* **Task list**:
**A)** Write out the passage from the Illinois album review, starting with "I know this" and going on through "me on this.".
**B)** Decide whether each statement agrees with the Illinois album review: (i) the album has 22 tracks; (ii) the album was released on a major label; (iii) the album opens with an instrumental. For each, answer yes or no and quote the words of the review that decide it.

I know this album has been reviwed here before but I've been incipacitated for awhile and to be honest I kinda want a shot at that 'ipod. So this is a review I wrote some time back for someone else. So there.
So apparently, unbeknown to me, the sprit of Randy Newman has been reincarnated into the body of a 30 years old singer/songwriter/banjo player from New York. Go with me on this.
Illinois is the second installment of Detroit born Sufjan Steven’s planed 50 album cycle of LP’s about the fifty states. Why? Because he can. Released on Steven’s own Asthmatic Kitty records, free of those major label concerns like “Who the hell will buy this?”, Stevens is free to engage in anything he bloody well please and he does.
The album is supposed the represent the history, culture and character of the land of Lincoln and Stevens does that (for the most part) gloriously, although not without the occasional head scratch. The album covers a vast wash of ground and it makes full use of its 22 tracks and almost 78 minutes. It takes the listener on a journey consisting of UFO’s, the 1903 World’s Fair, Stephen A. Douglas, Carl Sandburg and the Cubs. What, no love for “Dah Bears?”
It’s a bumpy ride to be sure. The album includes some carry over of the Christian themes covered in Steven’s previous opus “Seven Swans” and adds in some hippie campfire sing alongs and Schoolhouse Rocks just for kicks. It opens with a piano and string laced song called Concerning The UFO Sighting Near Highland, Illinois, which does just that. An instrumental (the first of many) follows that uses crashing drums and strings to simulate the downfall of the Sauk Indian tribe. It than picks up into a two part song cycle that is somehow connected to the rest. I just haven’t figured out how yet.

* **Stored data**:
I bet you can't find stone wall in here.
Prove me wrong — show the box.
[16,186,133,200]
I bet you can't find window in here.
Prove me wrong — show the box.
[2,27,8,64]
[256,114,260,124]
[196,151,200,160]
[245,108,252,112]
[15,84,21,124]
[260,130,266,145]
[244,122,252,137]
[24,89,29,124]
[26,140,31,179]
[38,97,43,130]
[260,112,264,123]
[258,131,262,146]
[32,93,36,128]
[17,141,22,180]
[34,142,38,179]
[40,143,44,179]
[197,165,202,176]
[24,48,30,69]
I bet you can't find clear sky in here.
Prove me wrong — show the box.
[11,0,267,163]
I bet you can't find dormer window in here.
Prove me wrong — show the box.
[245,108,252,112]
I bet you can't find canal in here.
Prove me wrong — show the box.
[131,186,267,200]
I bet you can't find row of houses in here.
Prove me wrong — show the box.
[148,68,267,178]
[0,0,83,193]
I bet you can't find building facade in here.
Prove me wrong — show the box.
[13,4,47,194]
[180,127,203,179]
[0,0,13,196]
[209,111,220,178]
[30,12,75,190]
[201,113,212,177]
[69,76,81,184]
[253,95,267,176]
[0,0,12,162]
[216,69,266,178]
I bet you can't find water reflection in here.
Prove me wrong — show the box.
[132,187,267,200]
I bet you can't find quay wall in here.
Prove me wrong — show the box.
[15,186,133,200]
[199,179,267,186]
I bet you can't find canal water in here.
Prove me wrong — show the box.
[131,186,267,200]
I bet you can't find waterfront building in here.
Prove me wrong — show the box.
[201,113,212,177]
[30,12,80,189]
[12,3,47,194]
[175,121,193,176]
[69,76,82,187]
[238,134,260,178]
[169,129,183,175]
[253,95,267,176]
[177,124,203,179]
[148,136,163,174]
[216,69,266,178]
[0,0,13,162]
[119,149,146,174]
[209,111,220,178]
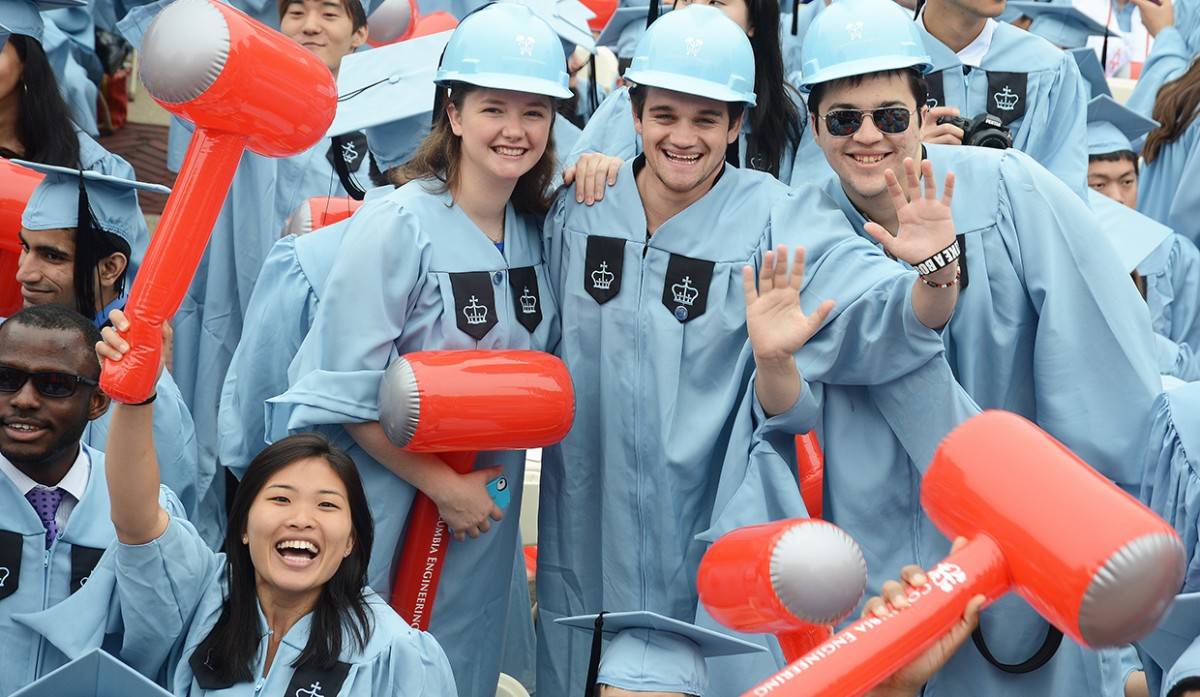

* **Written responses**:
**A)**
I know this album has been reviwed here before but I've been incipacitated for awhile and to be honest I kinda want a shot at that 'ipod. So this is a review I wrote some time back for someone else. So there.
So apparently, unbeknown to me, the sprit of Randy Newman has been reincarnated into the body of a 30 years old singer/songwriter/banjo player from New York. Go with me on this.

**B)**
(i) Yes: "it makes full use of its 22 tracks and almost 78 minutes"
(ii) No: "Released on Steven’s own Asthmatic Kitty records, free of those major label concerns"
(iii) No: "It opens with a piano and string laced song called Concerning The UFO Sighting Near Highland, Illinois"